**Assignment**
Read the lines of the data below and retrieve those with "logo".

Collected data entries
****************

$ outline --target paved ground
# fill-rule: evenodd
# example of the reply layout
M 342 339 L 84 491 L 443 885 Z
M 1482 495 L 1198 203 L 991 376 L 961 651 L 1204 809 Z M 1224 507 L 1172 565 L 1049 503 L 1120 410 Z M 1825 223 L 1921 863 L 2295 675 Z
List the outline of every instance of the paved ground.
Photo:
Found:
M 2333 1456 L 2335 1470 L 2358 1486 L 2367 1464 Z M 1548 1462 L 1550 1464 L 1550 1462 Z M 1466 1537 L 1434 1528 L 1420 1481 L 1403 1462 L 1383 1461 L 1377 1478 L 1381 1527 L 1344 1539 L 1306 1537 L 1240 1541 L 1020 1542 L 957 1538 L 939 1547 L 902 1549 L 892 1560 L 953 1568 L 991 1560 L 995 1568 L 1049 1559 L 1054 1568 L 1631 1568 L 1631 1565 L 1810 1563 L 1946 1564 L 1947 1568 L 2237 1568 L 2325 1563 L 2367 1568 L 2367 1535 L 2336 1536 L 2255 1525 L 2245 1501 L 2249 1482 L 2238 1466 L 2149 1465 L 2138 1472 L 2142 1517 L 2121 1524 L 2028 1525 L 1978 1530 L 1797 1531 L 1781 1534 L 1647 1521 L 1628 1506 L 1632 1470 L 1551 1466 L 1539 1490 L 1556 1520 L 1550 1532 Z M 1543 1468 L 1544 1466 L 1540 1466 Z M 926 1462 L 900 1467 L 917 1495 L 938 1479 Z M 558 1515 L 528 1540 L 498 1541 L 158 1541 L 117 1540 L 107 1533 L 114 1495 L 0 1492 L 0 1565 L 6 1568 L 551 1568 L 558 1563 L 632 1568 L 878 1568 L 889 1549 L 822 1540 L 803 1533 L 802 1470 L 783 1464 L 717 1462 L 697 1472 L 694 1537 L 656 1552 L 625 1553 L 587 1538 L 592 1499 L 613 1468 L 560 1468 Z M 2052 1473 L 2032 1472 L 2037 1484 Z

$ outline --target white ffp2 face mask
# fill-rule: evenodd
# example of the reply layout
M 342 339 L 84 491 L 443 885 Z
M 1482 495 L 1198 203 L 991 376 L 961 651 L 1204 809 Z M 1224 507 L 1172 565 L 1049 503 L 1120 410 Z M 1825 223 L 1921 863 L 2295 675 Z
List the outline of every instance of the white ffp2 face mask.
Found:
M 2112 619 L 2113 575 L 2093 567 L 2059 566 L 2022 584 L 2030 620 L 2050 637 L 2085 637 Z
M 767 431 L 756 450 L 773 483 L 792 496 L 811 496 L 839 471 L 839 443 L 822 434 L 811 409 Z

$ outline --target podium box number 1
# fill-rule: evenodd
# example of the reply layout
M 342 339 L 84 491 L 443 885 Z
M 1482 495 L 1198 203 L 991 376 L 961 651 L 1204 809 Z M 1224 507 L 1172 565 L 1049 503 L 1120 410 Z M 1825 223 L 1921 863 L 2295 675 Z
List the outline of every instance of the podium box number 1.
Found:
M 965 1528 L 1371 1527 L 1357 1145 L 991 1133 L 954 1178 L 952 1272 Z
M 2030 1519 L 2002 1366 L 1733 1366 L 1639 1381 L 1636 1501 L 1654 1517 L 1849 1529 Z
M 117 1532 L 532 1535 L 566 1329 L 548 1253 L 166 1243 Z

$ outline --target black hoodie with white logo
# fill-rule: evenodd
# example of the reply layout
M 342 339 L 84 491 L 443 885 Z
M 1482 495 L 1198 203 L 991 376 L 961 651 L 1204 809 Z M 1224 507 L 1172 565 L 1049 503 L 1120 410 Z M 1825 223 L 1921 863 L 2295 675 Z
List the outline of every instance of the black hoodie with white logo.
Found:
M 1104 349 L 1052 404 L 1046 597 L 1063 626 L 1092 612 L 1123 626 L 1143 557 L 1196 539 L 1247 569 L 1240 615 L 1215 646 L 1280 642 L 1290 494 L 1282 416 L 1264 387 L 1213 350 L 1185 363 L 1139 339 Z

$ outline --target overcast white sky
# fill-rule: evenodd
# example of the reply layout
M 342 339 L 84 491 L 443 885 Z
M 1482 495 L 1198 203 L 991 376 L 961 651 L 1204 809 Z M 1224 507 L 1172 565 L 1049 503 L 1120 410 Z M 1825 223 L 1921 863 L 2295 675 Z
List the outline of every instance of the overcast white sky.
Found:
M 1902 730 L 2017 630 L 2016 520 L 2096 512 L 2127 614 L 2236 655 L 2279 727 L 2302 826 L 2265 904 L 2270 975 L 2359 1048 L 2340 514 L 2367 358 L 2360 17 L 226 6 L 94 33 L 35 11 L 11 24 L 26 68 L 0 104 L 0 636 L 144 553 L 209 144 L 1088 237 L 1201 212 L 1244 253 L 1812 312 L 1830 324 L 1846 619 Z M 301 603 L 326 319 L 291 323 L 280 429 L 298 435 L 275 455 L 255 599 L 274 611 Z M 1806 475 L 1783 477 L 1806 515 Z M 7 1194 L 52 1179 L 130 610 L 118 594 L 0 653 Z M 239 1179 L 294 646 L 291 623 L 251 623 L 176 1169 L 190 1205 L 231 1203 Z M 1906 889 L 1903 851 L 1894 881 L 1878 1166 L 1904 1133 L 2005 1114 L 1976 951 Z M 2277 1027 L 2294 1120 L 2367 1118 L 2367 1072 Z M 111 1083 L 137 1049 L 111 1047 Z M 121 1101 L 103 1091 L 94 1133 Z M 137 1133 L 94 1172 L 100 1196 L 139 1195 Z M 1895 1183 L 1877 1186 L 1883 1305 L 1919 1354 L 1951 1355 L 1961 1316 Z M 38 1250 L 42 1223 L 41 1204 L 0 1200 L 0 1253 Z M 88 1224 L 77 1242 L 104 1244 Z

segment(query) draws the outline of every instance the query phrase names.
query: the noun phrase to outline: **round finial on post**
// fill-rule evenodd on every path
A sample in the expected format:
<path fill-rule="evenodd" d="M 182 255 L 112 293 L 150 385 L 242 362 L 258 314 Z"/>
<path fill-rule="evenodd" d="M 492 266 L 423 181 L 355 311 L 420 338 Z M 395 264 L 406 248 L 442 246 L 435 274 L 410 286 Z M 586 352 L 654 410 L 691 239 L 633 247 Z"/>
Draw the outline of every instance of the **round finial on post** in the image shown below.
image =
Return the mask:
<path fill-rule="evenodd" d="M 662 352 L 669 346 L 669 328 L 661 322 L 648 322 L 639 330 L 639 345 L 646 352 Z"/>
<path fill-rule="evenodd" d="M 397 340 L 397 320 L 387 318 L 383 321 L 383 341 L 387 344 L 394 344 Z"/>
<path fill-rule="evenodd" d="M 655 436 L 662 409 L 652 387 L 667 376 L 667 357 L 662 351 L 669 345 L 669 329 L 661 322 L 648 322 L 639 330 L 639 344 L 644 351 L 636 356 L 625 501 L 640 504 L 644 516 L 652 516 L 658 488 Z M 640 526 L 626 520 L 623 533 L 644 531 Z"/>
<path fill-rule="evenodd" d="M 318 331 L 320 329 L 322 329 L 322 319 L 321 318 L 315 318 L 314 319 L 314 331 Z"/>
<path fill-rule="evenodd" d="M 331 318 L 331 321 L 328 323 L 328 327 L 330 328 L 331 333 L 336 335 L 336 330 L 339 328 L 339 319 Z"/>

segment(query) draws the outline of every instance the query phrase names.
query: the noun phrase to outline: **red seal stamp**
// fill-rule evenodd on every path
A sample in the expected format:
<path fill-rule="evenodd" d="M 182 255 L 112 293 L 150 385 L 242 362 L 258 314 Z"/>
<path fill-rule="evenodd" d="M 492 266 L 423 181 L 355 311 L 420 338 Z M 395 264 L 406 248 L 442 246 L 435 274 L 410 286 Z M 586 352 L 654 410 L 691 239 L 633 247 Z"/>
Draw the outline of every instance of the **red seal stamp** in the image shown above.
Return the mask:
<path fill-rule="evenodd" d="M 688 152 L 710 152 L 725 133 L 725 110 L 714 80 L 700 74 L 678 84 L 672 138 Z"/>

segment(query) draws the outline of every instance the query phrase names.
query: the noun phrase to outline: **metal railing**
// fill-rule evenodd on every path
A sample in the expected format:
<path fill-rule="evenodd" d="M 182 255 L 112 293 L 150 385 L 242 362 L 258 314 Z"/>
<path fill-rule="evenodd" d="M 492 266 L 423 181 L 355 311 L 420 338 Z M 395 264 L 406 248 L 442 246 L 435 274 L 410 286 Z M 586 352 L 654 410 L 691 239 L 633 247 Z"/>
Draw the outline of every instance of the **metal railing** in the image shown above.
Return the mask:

****************

**Output of the exercise**
$ outline --target black hoodie with white logo
List the outline of every instance of the black hoodie with white logo.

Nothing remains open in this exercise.